#### EXERCISE TASK
Count how many lines in the material below contain the string "each", matching case exactly, and reply with only that number.

#### DATA PROVIDED
╭──

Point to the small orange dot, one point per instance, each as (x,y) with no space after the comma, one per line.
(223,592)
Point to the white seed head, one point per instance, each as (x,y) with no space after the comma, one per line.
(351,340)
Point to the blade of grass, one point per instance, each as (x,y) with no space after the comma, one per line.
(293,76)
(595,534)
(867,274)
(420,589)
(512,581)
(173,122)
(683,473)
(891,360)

╰──
╭──

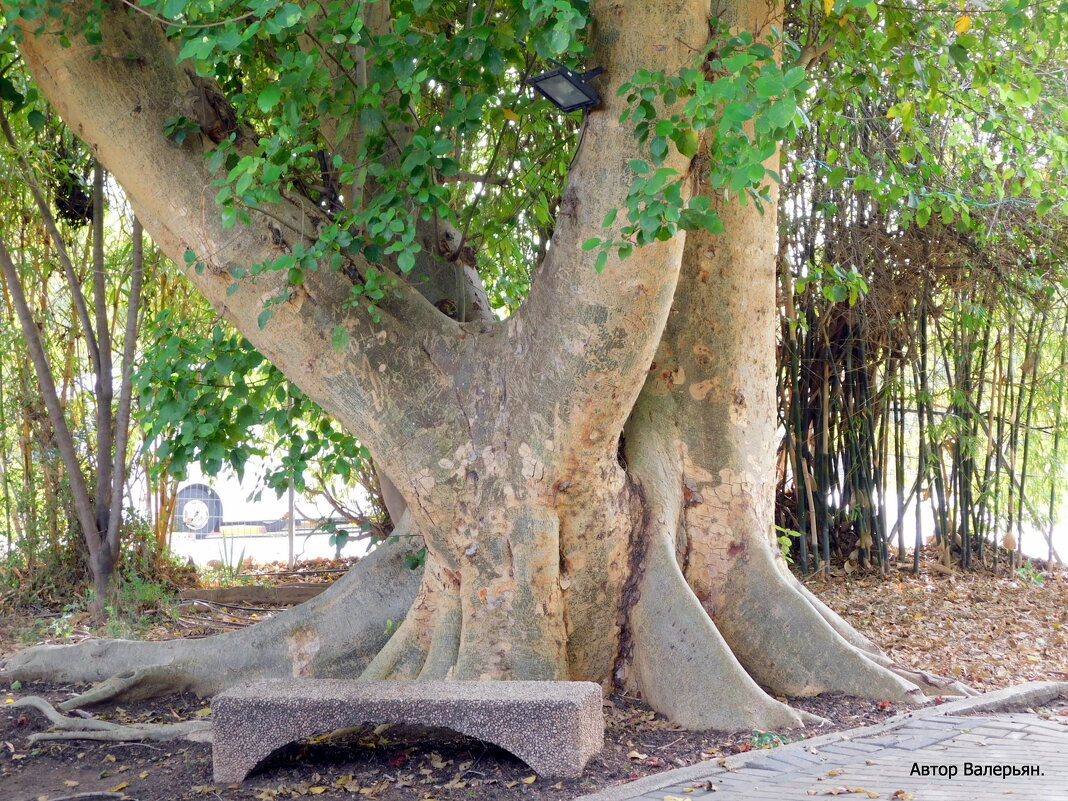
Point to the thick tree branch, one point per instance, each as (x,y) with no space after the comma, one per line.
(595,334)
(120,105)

╰──
╭──

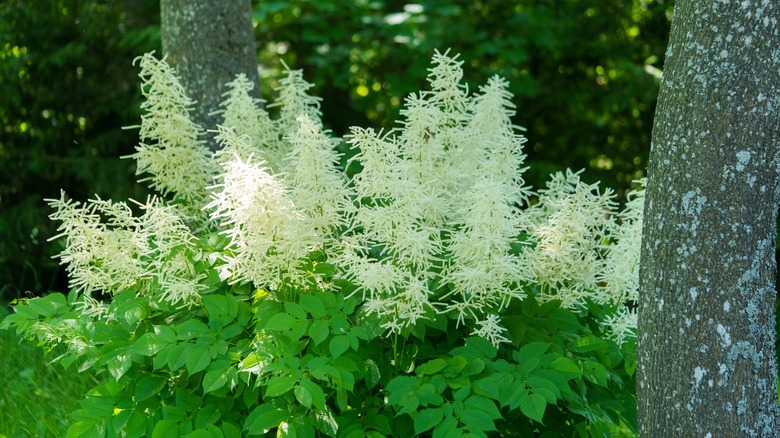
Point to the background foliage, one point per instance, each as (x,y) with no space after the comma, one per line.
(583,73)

╰──

#### RESULT BELOW
5